Would you please write out every record exactly?

━━━ Extracted data

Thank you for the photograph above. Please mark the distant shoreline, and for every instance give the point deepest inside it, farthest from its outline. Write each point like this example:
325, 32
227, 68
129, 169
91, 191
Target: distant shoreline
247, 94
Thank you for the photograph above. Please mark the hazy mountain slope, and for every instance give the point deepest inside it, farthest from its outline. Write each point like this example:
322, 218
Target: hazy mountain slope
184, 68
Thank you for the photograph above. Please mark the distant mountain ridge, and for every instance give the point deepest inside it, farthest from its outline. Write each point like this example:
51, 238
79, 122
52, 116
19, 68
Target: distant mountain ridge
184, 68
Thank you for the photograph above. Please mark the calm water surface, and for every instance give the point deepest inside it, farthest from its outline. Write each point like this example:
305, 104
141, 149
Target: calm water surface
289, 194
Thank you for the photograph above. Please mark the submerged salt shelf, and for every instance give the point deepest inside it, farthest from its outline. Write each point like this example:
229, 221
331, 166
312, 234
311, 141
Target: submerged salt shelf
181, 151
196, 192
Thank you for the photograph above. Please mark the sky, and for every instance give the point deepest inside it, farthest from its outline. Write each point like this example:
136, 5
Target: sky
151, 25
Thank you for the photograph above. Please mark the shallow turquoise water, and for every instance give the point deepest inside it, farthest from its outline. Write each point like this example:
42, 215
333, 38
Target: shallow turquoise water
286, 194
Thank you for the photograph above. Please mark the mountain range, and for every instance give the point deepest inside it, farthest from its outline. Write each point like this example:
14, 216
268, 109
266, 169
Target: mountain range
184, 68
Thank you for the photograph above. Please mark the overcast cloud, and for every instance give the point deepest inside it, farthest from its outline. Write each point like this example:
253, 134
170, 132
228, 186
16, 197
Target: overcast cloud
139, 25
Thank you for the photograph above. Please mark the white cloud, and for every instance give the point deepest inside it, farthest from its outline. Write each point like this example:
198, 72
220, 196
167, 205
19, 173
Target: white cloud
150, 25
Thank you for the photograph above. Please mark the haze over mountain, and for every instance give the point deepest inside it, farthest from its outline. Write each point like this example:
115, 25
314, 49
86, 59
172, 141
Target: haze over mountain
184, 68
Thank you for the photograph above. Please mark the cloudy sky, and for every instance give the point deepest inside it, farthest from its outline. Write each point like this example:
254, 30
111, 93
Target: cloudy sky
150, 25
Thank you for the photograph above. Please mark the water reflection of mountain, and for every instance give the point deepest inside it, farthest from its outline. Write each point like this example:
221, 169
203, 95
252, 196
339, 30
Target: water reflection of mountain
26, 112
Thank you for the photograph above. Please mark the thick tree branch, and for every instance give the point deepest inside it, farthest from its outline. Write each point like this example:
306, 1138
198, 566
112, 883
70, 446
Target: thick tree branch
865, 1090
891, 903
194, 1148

━━━━━━

• Answer to this exercise
Thank you for the photograph above. Please mark the distant shoreline, and for every instance give the point deepest inside it, farthest from its outline. Write each point like this example:
325, 32
227, 68
129, 169
91, 191
Target: distant shoreline
247, 94
Thank you for the photograph above. Please mark the hazy mountain slope, and for every instance give the point deepest inside it, farthest from its outline. Write each point like this example:
322, 218
Target: hazy mountain slope
184, 68
Thank you for the photograph above. Please mark the distant mountain ridge, and for every instance give the point deepest inside it, farthest from its outline. Write each point like this example:
51, 238
79, 122
52, 116
19, 68
Target: distant mountain ridge
184, 68
Thank you for the photograph above. Please mark the calm water surface, and for every instance give the point deepest inside it, farthest from its outline. Write each point like this example:
305, 104
141, 149
Target: calm water surface
289, 194
Thank you for the photograph above. Please mark the submerged salt shelf, and for every instance give the point deepest inside it, farthest from its outline. Write each point like this example:
229, 221
331, 166
312, 234
311, 141
Target: submerged salt shelf
181, 151
196, 192
Thank you for the photograph above. Please mark the sky, and for every instance give the point deepest inside it, farthest from its outline. Write each point like this example:
136, 5
Target: sky
151, 25
Thank you for the photograph above. Please mark the shallow turquoise water, and for every instance give the point deepest inside it, farthest from its outline. Write each point like this example:
42, 215
333, 38
Target: shallow turquoise water
286, 194
Thank you for the photograph above. Please mark the mountain range, and for every instance give the point deepest inside it, farthest from its outline. Write each point like this example:
14, 216
268, 109
266, 169
Target: mountain range
184, 68
Thank you for the photograph above. Please mark the overcast cloud, and for every instance give the point deepest inside it, farthest from its outline. Write each point like this example:
253, 134
170, 132
228, 186
16, 197
Target: overcast cloud
139, 25
Thank you for the photograph above. Please mark the white cloud, and for every instance give the point deepest inside it, farthest from its outline. Write each point like this example:
198, 72
220, 196
167, 205
19, 173
Target: white cloud
150, 25
Thank you for the photograph above. Please mark the haze over mountain, and for every instance give the point deepest inside it, farthest from its outline. Write each point like this example:
115, 25
314, 49
86, 59
172, 141
Target: haze over mountain
184, 68
Thank you for the photograph above. Please mark the cloudy sky, and for every instance give the point deepest inside it, farthest from its outline. Write each point like this example:
254, 30
111, 93
Target: cloudy sky
150, 25
Thank you for the photograph above. Please mark the water reflection of mountain, and for every instance give the point deepest inside it, farthest from its outline. Write each point like this example:
221, 169
203, 95
252, 196
339, 30
Target: water reflection of mountain
26, 112
Thank you for the photograph above. Please mark the thick tree branch, and for every instance give the point deepest inside it, farthest from its outline. Write each point like this example:
306, 1138
198, 566
112, 883
70, 446
Target: thick tree branch
865, 1090
891, 903
194, 1148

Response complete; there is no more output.